--- Begin Given records ---

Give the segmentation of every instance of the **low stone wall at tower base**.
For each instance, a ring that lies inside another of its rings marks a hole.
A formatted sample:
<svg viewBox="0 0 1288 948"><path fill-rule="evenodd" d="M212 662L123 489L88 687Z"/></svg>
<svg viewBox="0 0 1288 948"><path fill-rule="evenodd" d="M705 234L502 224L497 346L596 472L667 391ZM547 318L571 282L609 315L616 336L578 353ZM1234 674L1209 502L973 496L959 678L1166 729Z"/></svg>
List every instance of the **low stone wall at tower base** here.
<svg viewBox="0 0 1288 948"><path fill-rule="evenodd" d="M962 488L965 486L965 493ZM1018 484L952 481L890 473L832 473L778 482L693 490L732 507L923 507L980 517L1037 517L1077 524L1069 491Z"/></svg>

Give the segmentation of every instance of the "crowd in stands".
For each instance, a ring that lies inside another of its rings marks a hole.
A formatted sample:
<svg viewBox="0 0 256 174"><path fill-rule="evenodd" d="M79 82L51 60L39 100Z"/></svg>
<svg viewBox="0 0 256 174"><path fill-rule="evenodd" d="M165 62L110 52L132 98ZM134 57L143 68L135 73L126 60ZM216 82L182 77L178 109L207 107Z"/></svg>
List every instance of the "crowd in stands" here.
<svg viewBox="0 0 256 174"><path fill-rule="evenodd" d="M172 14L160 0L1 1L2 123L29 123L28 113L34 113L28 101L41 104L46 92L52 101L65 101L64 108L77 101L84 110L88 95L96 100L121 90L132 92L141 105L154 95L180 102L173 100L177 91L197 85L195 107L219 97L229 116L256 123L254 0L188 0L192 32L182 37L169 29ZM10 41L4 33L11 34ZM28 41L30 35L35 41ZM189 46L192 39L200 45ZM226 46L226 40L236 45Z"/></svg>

--- End Given records ---

→ **What you have to do**
All of the entries need to be reproduced exactly; please write them out.

→ **Expected answer**
Give the segmentation of every instance of the **low stone wall at tower base**.
For each instance, a ring that lies inside another of its rings marks a hole.
A formatted sample:
<svg viewBox="0 0 1288 948"><path fill-rule="evenodd" d="M212 662L123 489L88 687Z"/></svg>
<svg viewBox="0 0 1288 948"><path fill-rule="evenodd" d="M705 234L502 224L497 346L596 472L667 391ZM547 318L571 282L609 315L616 336L578 353ZM1234 674L1209 502L973 496L959 678L1166 729Z"/></svg>
List every instance of the **low stone wall at tower base** here.
<svg viewBox="0 0 1288 948"><path fill-rule="evenodd" d="M962 488L965 486L965 493ZM1018 484L952 481L890 473L832 473L778 482L693 490L732 507L923 507L980 517L1037 517L1077 524L1069 491Z"/></svg>

Give the segmentation of every instance of the "crowd in stands".
For each instance, a ring that lies inside another of its rings marks a hole.
A formatted sample:
<svg viewBox="0 0 256 174"><path fill-rule="evenodd" d="M79 82L51 60L39 100Z"/></svg>
<svg viewBox="0 0 256 174"><path fill-rule="evenodd" d="M165 62L110 52L132 98ZM134 57L143 68L135 73L126 60ZM216 82L182 77L178 109L207 107Z"/></svg>
List every instance of the "crowd in stands" here.
<svg viewBox="0 0 256 174"><path fill-rule="evenodd" d="M172 14L160 0L1 1L2 123L29 123L28 113L34 113L28 101L41 104L46 92L52 101L65 101L64 108L77 101L84 110L88 95L96 100L121 90L132 92L141 105L154 95L180 102L173 100L177 91L197 85L195 107L219 97L229 116L256 123L254 0L188 0L192 32L182 37L169 29ZM10 41L4 33L11 34ZM28 41L30 35L35 41ZM189 46L192 39L200 45ZM226 46L226 40L236 45Z"/></svg>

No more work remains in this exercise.